Information provided Block Start

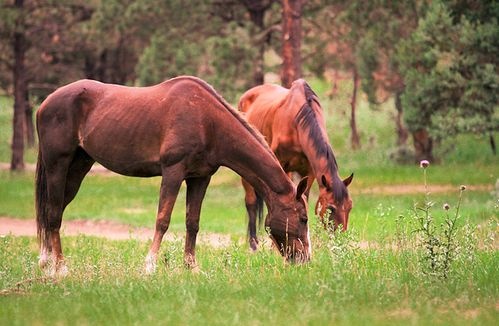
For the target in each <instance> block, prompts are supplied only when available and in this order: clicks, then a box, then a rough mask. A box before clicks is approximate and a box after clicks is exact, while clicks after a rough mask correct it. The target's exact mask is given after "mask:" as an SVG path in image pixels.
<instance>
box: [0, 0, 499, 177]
mask: <svg viewBox="0 0 499 326" xmlns="http://www.w3.org/2000/svg"><path fill="white" fill-rule="evenodd" d="M498 18H499V4H498V3H497V2H496V1H473V0H451V1H424V0H416V1H384V0H373V1H336V0H310V1H303V0H298V1H296V0H295V1H291V0H282V1H275V0H254V1H250V0H194V1H182V0H164V1H151V0H126V1H115V0H108V1H97V0H90V1H88V0H87V1H80V0H74V1H50V0H11V1H7V0H0V92H2V93H4V94H6V95H9V96H12V97H13V98H14V105H13V106H14V115H13V117H14V118H13V135H12V144H11V146H12V158H11V163H10V168H11V169H12V170H23V169H24V167H25V164H24V156H23V155H24V150H25V148H26V146H33V145H34V144H35V136H34V127H33V109H32V108H33V106H35V107H36V106H37V105H38V104H39V103H40V102H41V101H42V100H43V99H44V98H45V97H46V96H47V95H48V94H49V93H50V92H52V91H54V90H55V89H56V88H57V87H59V86H61V85H64V84H66V83H69V82H72V81H75V80H77V79H80V78H91V79H97V80H100V81H102V82H108V83H117V84H125V85H135V86H146V85H152V84H155V83H158V82H161V81H163V80H166V79H168V78H171V77H175V76H178V75H186V74H189V75H196V76H198V77H200V78H202V79H204V80H206V81H208V82H209V83H211V84H212V85H213V86H214V87H215V89H217V90H218V91H219V92H220V93H221V94H222V95H223V96H224V97H225V98H227V99H228V100H229V101H230V102H231V103H236V102H237V98H238V96H239V95H240V94H242V92H244V90H246V89H248V88H250V87H252V86H255V85H258V84H262V83H264V82H276V83H282V84H283V85H285V86H289V85H290V83H291V82H292V81H293V80H294V79H296V78H299V77H303V78H306V79H307V80H308V79H311V78H314V79H319V80H322V81H323V82H324V83H325V84H326V85H327V87H328V88H329V91H328V92H327V94H329V96H331V97H335V96H337V95H338V93H339V92H343V94H341V95H343V96H345V94H344V93H345V92H348V96H350V97H351V100H350V108H349V114H348V116H347V118H348V119H349V120H350V121H349V125H350V129H351V130H350V142H351V148H352V149H353V150H356V149H359V148H361V146H362V144H361V134H362V130H359V128H358V126H357V123H356V104H357V102H358V98H359V97H362V98H364V99H365V100H367V101H368V102H369V104H370V106H371V108H372V109H374V110H376V108H377V107H379V106H380V105H381V104H383V103H385V102H387V101H393V103H394V106H395V109H396V114H394V115H393V121H394V128H393V130H394V132H395V133H396V142H395V144H394V147H395V148H396V149H395V150H394V152H395V153H397V154H396V155H395V156H396V157H395V159H398V160H400V161H402V162H406V161H411V162H412V161H419V160H422V159H428V160H431V161H435V160H438V159H439V157H435V154H434V147H435V146H438V144H439V143H440V142H441V141H442V140H448V139H451V140H452V139H456V136H458V135H460V134H475V135H477V136H478V138H480V139H481V141H487V142H488V143H490V148H491V150H492V151H493V152H494V153H495V151H496V145H495V140H494V133H495V132H497V130H498V129H499V114H498V110H497V107H498V94H499V92H498V85H499V74H498V67H497V62H498V58H499V55H498V53H499V52H498V48H499V27H498ZM345 80H349V81H350V83H348V85H351V87H350V89H345V88H344V87H339V86H338V85H342V82H343V81H345ZM334 109H335V108H332V110H334ZM437 156H438V155H437Z"/></svg>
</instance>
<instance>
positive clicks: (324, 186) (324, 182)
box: [321, 174, 331, 190]
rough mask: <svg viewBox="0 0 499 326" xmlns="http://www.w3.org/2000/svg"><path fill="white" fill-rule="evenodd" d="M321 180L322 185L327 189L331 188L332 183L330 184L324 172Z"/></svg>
mask: <svg viewBox="0 0 499 326" xmlns="http://www.w3.org/2000/svg"><path fill="white" fill-rule="evenodd" d="M321 182H322V185H323V186H324V187H325V188H326V189H327V190H331V185H330V184H329V182H327V179H326V176H325V175H324V174H323V175H322V177H321Z"/></svg>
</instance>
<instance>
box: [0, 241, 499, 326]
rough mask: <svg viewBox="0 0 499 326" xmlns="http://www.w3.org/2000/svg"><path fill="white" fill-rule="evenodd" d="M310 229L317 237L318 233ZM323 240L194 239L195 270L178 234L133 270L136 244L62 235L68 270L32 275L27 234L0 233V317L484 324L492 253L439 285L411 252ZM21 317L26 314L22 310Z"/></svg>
mask: <svg viewBox="0 0 499 326" xmlns="http://www.w3.org/2000/svg"><path fill="white" fill-rule="evenodd" d="M321 236H322V235H321ZM356 237H357V236H356V235H355V233H344V234H339V235H338V236H337V237H332V238H328V237H327V236H326V235H324V236H323V239H322V241H318V239H317V238H315V239H314V240H315V242H316V243H317V244H318V245H316V246H315V247H314V259H313V261H312V262H311V263H310V264H308V265H304V266H293V265H286V264H284V263H283V261H282V259H281V258H280V257H279V256H278V255H277V254H276V253H275V252H274V251H272V250H271V249H268V248H267V247H264V248H263V249H262V250H260V251H259V252H258V253H256V254H250V253H249V250H248V248H247V247H245V246H239V245H238V244H234V245H233V246H231V247H228V248H220V249H216V248H211V247H207V246H200V247H199V250H198V260H199V264H200V266H201V272H200V273H199V274H192V272H190V271H188V270H185V269H184V268H183V264H182V261H181V260H182V258H181V255H182V246H183V244H182V243H181V242H180V241H177V242H170V243H165V245H164V246H163V249H162V251H161V257H162V259H161V264H160V268H159V271H158V273H157V274H156V275H154V276H151V277H145V276H143V274H142V268H143V258H144V256H145V253H146V251H147V245H148V244H147V243H142V242H137V241H107V240H102V239H97V238H92V237H85V236H79V237H71V238H67V239H65V248H66V254H67V260H68V262H69V265H70V270H71V274H70V275H69V276H68V277H67V278H65V279H62V280H54V279H47V278H44V277H43V276H42V275H41V274H40V272H39V270H38V268H37V266H36V263H35V262H36V256H37V253H36V244H35V240H34V239H33V238H15V237H9V236H8V237H3V238H0V245H1V247H2V250H1V251H0V259H1V261H2V265H1V267H0V275H1V278H0V289H1V290H0V291H1V292H0V323H1V324H8V325H24V324H49V323H50V324H52V323H56V324H61V325H66V324H74V323H78V324H112V325H113V324H125V325H128V324H151V323H152V324H158V323H161V324H195V325H196V324H203V325H233V324H240V325H250V324H251V325H255V324H269V323H272V324H279V325H281V324H290V325H297V324H314V325H315V324H317V325H324V324H345V325H352V324H353V325H357V324H359V325H360V324H362V325H365V324H366V323H368V324H401V323H402V324H406V323H412V324H421V325H425V324H435V323H438V324H449V325H464V324H469V323H471V324H476V325H494V324H495V323H496V322H497V317H498V316H497V310H496V303H497V298H498V284H497V277H499V273H498V270H497V264H496V262H497V260H498V258H499V257H498V255H497V251H488V250H486V251H483V250H480V251H476V256H475V257H476V258H475V261H474V263H473V264H472V265H467V264H465V263H464V262H458V264H457V265H455V266H454V268H455V269H457V270H459V273H454V274H452V275H451V277H449V278H448V279H447V280H446V281H445V282H440V281H438V282H436V281H432V280H431V279H428V278H427V277H426V275H424V274H423V273H420V272H419V260H418V256H417V253H416V252H413V251H409V250H404V251H398V250H392V249H390V248H389V246H384V243H380V244H379V245H380V247H379V248H372V249H361V248H358V246H356V241H357V240H358V239H357V238H356ZM27 312H29V313H27Z"/></svg>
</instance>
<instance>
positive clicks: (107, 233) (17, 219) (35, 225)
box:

Information provided Block End

Problem statement ▸
Convert the lines of the material above, from its start through the line containing "box: [0, 0, 499, 177]", into a JSON list of strings with one string per line, leaving out blank lines. Exclude the pictures.

Task result ▸
[
  "For the target in each <instance> block, prompts are supplied only when available and in this order: clicks, then a box, then a rough mask. A box before clicks is approximate and a box after clicks is exact, while clicks after a rough mask correct it. The target's exact mask is given after \"mask:\" as an SVG path in image pixels.",
  "<instance>",
  "box: [0, 0, 499, 177]"
]